***** Data extracts *****
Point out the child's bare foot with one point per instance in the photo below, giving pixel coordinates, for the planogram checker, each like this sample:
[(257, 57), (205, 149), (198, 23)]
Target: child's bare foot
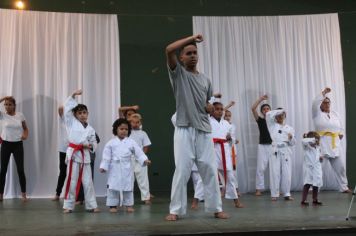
[(95, 210), (55, 198), (289, 198), (238, 204), (24, 197), (195, 203), (67, 211), (129, 209), (222, 191), (171, 217), (221, 215)]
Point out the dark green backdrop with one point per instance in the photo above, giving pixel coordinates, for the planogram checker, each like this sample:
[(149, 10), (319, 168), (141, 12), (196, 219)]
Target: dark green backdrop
[(146, 27)]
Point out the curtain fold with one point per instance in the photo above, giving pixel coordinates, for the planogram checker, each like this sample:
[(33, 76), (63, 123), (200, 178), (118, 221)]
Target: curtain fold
[(289, 58), (44, 56)]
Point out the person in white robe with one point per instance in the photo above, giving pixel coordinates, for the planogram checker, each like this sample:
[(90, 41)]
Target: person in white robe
[(283, 139), (81, 138), (116, 160), (221, 134), (141, 172), (328, 125), (312, 172)]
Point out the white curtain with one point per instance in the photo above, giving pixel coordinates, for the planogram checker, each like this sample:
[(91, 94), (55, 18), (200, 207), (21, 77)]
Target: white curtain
[(289, 58), (44, 56)]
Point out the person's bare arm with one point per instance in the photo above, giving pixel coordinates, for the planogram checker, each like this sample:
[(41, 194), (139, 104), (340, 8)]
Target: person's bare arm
[(25, 131), (173, 47), (229, 105), (255, 105)]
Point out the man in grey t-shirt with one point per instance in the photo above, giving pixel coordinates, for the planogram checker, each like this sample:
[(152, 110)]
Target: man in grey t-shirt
[(192, 139)]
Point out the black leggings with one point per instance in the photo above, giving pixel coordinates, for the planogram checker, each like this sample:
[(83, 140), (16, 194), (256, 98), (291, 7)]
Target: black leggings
[(15, 148), (62, 173)]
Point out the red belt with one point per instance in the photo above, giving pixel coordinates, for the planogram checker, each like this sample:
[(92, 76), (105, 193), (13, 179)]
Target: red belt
[(221, 142), (76, 148)]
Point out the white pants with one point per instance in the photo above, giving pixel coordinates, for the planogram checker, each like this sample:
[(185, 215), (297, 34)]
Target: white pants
[(263, 155), (192, 145), (141, 176), (280, 174), (340, 172), (198, 186), (113, 198), (88, 187), (230, 186)]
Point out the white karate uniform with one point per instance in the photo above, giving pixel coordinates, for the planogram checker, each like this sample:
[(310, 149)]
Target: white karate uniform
[(330, 122), (79, 135), (220, 129), (117, 162), (233, 145), (312, 172), (141, 172), (280, 160), (264, 153)]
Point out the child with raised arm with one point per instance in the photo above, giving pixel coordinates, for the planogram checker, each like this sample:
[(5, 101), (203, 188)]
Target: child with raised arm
[(264, 146), (280, 162), (82, 140), (312, 172), (116, 161), (221, 134), (141, 172), (192, 91)]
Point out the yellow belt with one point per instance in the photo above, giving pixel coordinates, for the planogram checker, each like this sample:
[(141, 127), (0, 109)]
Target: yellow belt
[(332, 135)]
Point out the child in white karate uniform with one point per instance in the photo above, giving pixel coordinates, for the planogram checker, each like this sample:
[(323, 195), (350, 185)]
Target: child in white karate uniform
[(221, 134), (280, 162), (312, 171), (116, 161), (141, 172), (81, 138)]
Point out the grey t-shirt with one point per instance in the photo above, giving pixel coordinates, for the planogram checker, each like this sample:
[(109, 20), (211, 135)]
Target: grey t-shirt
[(192, 92)]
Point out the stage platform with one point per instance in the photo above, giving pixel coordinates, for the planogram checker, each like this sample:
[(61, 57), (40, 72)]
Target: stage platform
[(259, 217)]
*****
◆ **What is expected**
Repeat each entry above word for word, leaving every picture out.

◆ **Written response**
Point out the child's bare foot with one point per instance in the photo below, giving pixel coordinates, for the planogram checker, each like this sample:
[(257, 57), (205, 149), (198, 23)]
Target: child's bare foot
[(95, 210), (55, 198), (289, 198), (238, 204), (24, 197), (195, 203), (67, 211), (129, 209), (222, 191), (171, 217), (221, 215)]
Point out the dark green backdrop with one point per instance in the photo above, giving pixel coordinates, for the planogram checker, each like this sample:
[(149, 10), (319, 168), (141, 12), (196, 219)]
Target: dark green backdrop
[(146, 27)]
Point out the curtain fold with one point per instance in the photo above, giving pixel coordinates, for the planogram checker, each like this sample:
[(33, 76), (63, 123), (200, 178), (118, 221)]
Target: curtain fold
[(289, 58), (44, 56)]
Point out the person in white robe with one point per instance in the photo above, giving pixel coordinates, for the planogram checker, each like this sample:
[(90, 41)]
Target: person in white robe
[(283, 139), (81, 138), (116, 160), (221, 134), (141, 172), (328, 125), (312, 172)]
Point out the white curtain with one point per instance in the photo above, giving pixel coordinates, for the planogram checker, each like this sample:
[(91, 94), (55, 18), (200, 207), (21, 77)]
Target: white curtain
[(289, 58), (44, 56)]
Point out the person's bare arm with one point per instance in the photo above, giving pixel coordinates, for the planogram checker, each like this sample:
[(41, 194), (139, 104), (340, 8)]
Target: person's bare arm
[(25, 131), (173, 47), (229, 105), (255, 105)]
Point out the man in grey t-shirt with one point per instance in the photo above, giving pixel coordinates, for the planogram checker, each like this sample:
[(152, 110)]
Target: man in grey t-shirt
[(192, 139)]
Point out the black leggings with one point per instance in the photo above, giving pixel coordinates, for the planogram checker, each like this sample:
[(83, 140), (16, 194), (256, 98), (291, 7)]
Target: black leggings
[(15, 148), (62, 173)]
Point out the red belt with one point per instance in the photo above, giving pixel coordinates, for the planogram checker, each like this sample:
[(92, 76), (105, 193), (13, 179)]
Target: red belt
[(221, 142), (76, 148)]
Point out the white pants with one point per instance in the photo above, giving pixel coordinates, for the planogram checker, each like this sample:
[(185, 215), (297, 34)]
Target: white pants
[(263, 155), (192, 145), (141, 176), (280, 174), (340, 172), (198, 186), (113, 198), (88, 187), (230, 186)]
Point out the white karate uniform with one point per instance in the photo above, giving pixel coordinates, for the planogram checker, each like this sample:
[(310, 149)]
Target: white karate uniform
[(330, 122), (79, 135), (220, 129), (117, 162), (233, 145), (312, 172), (141, 172), (280, 160), (264, 153)]
Point out the child with raised arm with one point per instance in the photo above, giving pixel coordinates, for the planogram checker, each like this sample:
[(5, 101), (203, 188)]
Target: child with raised arm
[(264, 146), (280, 162), (82, 140), (312, 172), (116, 161), (221, 134), (141, 172), (192, 91)]
Point out the yellow belt with one point per instance in the photo above, giving pixel coordinates, for the planogram checker, each like this sample:
[(141, 127), (0, 109)]
Target: yellow belt
[(332, 135)]
Point out the child in white karate uniform with one point per instance in the photo above, giving pixel coordinates, for the planogram checker, each like this sample:
[(323, 195), (350, 185)]
Target: child in white karate uniform
[(221, 134), (280, 162), (312, 171), (116, 161), (141, 172), (81, 138)]
Point out the grey t-shirt with one point per instance in the photo above, giving pixel coordinates, for the planogram checker, each like this sample:
[(109, 20), (211, 135)]
Target: grey t-shirt
[(192, 92)]
Point out the stage platform with one point per instance in the photo above, giving pixel coordinates, for the planogram checker, each like this sample:
[(61, 57), (40, 72)]
Target: stage platform
[(259, 217)]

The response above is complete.